What is needed »
Count the lines in the entries below that contain the string "dirt", treating case as significant. Give only the number.

** start Data for this task **

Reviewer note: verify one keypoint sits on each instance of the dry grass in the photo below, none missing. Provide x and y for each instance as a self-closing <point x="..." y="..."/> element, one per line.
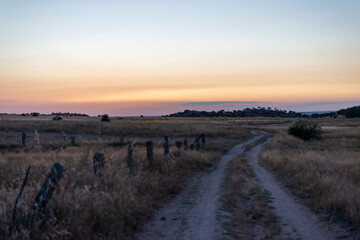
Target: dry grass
<point x="325" y="172"/>
<point x="109" y="205"/>
<point x="147" y="127"/>
<point x="252" y="217"/>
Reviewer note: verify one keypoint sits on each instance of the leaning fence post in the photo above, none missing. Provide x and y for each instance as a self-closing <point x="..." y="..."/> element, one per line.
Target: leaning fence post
<point x="48" y="186"/>
<point x="72" y="138"/>
<point x="98" y="161"/>
<point x="202" y="136"/>
<point x="23" y="139"/>
<point x="149" y="152"/>
<point x="166" y="145"/>
<point x="186" y="145"/>
<point x="17" y="199"/>
<point x="192" y="147"/>
<point x="178" y="144"/>
<point x="130" y="153"/>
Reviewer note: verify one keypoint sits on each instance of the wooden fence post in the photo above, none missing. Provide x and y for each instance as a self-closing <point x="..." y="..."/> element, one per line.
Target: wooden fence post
<point x="166" y="145"/>
<point x="72" y="139"/>
<point x="186" y="145"/>
<point x="17" y="200"/>
<point x="192" y="147"/>
<point x="202" y="136"/>
<point x="48" y="187"/>
<point x="178" y="144"/>
<point x="149" y="152"/>
<point x="23" y="139"/>
<point x="98" y="161"/>
<point x="130" y="153"/>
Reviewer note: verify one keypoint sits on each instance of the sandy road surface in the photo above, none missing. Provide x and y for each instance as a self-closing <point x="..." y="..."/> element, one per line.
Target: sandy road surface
<point x="193" y="213"/>
<point x="297" y="221"/>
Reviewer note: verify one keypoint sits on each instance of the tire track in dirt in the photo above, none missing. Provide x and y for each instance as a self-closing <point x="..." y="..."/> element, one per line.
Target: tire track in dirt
<point x="297" y="221"/>
<point x="193" y="213"/>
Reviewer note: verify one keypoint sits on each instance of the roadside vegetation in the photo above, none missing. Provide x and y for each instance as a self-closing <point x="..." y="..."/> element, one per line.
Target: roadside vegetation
<point x="117" y="200"/>
<point x="324" y="173"/>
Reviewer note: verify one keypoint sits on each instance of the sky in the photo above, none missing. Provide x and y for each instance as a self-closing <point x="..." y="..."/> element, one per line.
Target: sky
<point x="158" y="57"/>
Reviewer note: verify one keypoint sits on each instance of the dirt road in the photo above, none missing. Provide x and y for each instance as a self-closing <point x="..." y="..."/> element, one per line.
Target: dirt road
<point x="297" y="221"/>
<point x="193" y="213"/>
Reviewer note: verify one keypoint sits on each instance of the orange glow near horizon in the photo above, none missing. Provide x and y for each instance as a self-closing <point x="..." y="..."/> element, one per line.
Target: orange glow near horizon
<point x="73" y="54"/>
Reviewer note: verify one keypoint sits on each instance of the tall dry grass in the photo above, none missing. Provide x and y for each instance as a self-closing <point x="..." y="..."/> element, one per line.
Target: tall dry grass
<point x="110" y="205"/>
<point x="325" y="172"/>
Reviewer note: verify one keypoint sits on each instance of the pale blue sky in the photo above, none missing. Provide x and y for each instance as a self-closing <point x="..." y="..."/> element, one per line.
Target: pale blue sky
<point x="245" y="49"/>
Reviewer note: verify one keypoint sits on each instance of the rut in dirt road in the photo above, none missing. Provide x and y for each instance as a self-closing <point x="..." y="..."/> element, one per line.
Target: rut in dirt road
<point x="297" y="220"/>
<point x="193" y="213"/>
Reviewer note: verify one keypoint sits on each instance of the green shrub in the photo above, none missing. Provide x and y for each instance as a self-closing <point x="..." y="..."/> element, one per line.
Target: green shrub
<point x="105" y="118"/>
<point x="305" y="130"/>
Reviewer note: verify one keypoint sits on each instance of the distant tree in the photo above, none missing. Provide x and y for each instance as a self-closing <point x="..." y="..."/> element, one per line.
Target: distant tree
<point x="105" y="118"/>
<point x="57" y="118"/>
<point x="305" y="130"/>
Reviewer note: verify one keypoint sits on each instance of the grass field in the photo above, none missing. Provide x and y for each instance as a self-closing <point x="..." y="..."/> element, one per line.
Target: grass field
<point x="116" y="202"/>
<point x="325" y="173"/>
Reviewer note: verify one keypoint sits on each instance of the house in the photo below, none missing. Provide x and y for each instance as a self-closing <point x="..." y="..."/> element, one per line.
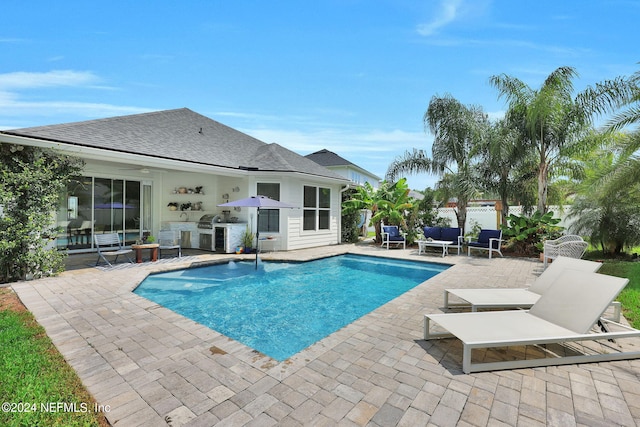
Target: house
<point x="344" y="167"/>
<point x="169" y="169"/>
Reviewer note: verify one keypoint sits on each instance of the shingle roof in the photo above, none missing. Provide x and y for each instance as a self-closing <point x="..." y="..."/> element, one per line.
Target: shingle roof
<point x="325" y="157"/>
<point x="179" y="134"/>
<point x="328" y="158"/>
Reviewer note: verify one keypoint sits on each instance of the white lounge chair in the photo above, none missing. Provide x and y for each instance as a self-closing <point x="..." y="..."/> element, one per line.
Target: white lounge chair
<point x="169" y="240"/>
<point x="500" y="298"/>
<point x="109" y="244"/>
<point x="565" y="313"/>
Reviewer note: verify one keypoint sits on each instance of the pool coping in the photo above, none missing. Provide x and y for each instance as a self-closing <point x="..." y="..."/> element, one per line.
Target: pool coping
<point x="151" y="365"/>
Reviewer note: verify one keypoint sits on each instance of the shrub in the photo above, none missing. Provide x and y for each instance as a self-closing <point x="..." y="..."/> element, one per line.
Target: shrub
<point x="32" y="179"/>
<point x="526" y="234"/>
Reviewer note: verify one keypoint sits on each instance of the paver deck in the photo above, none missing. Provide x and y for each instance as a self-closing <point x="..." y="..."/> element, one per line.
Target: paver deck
<point x="153" y="367"/>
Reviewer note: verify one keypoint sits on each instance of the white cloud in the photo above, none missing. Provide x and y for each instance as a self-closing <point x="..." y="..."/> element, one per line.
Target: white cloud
<point x="12" y="104"/>
<point x="446" y="14"/>
<point x="55" y="78"/>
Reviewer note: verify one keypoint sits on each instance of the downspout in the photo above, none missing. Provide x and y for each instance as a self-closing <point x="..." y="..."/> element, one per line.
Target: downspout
<point x="348" y="186"/>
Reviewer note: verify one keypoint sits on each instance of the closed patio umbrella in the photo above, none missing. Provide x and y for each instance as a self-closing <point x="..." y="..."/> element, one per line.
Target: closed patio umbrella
<point x="258" y="202"/>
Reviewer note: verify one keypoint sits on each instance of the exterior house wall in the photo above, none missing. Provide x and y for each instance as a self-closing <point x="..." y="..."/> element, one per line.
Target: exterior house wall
<point x="226" y="163"/>
<point x="299" y="238"/>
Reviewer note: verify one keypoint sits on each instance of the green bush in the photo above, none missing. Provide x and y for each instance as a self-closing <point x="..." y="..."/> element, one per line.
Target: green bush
<point x="526" y="234"/>
<point x="32" y="179"/>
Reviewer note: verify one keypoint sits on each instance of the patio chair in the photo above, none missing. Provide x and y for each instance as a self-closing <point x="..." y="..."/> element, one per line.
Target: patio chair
<point x="504" y="298"/>
<point x="488" y="240"/>
<point x="391" y="234"/>
<point x="571" y="246"/>
<point x="567" y="312"/>
<point x="105" y="244"/>
<point x="169" y="240"/>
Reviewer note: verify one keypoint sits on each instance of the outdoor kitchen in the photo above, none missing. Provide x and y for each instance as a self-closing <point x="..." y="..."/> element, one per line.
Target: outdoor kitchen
<point x="193" y="210"/>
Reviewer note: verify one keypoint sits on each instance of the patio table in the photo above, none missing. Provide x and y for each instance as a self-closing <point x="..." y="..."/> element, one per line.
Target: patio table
<point x="153" y="249"/>
<point x="444" y="244"/>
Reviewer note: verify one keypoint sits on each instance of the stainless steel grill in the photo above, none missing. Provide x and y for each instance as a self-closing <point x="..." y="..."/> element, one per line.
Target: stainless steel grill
<point x="206" y="221"/>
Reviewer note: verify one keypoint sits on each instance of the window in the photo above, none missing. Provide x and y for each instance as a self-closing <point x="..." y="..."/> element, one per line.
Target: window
<point x="317" y="208"/>
<point x="269" y="220"/>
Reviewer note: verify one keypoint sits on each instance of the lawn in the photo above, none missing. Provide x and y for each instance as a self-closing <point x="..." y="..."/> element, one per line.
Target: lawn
<point x="37" y="386"/>
<point x="630" y="296"/>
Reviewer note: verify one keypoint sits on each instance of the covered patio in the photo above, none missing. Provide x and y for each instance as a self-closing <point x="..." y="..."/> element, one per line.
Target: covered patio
<point x="151" y="365"/>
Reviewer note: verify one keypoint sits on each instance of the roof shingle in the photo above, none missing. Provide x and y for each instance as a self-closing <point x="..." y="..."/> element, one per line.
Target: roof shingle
<point x="179" y="134"/>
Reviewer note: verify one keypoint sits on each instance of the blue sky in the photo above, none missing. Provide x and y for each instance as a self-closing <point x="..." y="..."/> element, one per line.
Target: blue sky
<point x="351" y="76"/>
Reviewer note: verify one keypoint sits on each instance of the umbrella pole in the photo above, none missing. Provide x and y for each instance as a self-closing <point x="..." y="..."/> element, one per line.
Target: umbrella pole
<point x="257" y="236"/>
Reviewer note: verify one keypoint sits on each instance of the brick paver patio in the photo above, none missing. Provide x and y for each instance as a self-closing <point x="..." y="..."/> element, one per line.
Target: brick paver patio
<point x="153" y="367"/>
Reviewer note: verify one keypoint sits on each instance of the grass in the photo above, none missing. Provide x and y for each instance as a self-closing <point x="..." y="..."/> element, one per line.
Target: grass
<point x="34" y="377"/>
<point x="630" y="296"/>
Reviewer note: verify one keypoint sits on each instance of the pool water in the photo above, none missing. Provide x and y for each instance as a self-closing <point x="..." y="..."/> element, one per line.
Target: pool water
<point x="282" y="308"/>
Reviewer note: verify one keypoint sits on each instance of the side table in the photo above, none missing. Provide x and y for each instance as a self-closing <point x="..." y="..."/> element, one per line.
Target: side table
<point x="153" y="249"/>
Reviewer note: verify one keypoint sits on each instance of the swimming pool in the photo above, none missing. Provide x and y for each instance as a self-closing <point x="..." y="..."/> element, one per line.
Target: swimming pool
<point x="282" y="308"/>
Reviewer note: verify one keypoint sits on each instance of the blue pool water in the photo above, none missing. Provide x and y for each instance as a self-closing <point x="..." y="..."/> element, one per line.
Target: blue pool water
<point x="283" y="308"/>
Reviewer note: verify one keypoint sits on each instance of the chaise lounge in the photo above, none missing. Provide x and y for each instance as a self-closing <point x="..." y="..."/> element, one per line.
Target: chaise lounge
<point x="566" y="313"/>
<point x="501" y="298"/>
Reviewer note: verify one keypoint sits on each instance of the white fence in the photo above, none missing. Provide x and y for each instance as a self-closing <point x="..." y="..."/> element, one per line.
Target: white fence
<point x="488" y="217"/>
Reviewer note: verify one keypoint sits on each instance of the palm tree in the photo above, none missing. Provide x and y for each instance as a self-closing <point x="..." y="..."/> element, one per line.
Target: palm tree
<point x="457" y="130"/>
<point x="610" y="216"/>
<point x="505" y="168"/>
<point x="551" y="122"/>
<point x="387" y="204"/>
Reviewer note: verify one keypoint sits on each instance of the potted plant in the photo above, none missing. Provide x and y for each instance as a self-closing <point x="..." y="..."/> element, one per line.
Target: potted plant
<point x="247" y="240"/>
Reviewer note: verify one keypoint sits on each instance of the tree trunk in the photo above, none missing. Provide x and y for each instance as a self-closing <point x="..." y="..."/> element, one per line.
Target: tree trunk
<point x="504" y="213"/>
<point x="461" y="215"/>
<point x="543" y="172"/>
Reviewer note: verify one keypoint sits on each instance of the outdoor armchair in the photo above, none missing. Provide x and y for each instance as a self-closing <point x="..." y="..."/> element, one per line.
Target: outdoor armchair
<point x="571" y="246"/>
<point x="488" y="240"/>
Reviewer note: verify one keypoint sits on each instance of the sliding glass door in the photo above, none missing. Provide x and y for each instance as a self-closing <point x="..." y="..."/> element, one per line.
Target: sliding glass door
<point x="102" y="205"/>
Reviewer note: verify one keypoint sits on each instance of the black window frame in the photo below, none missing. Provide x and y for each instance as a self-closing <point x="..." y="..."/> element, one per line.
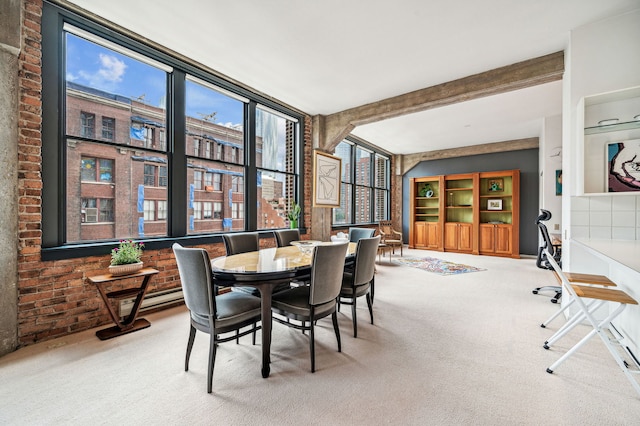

** end Data for this task **

Exercise result »
6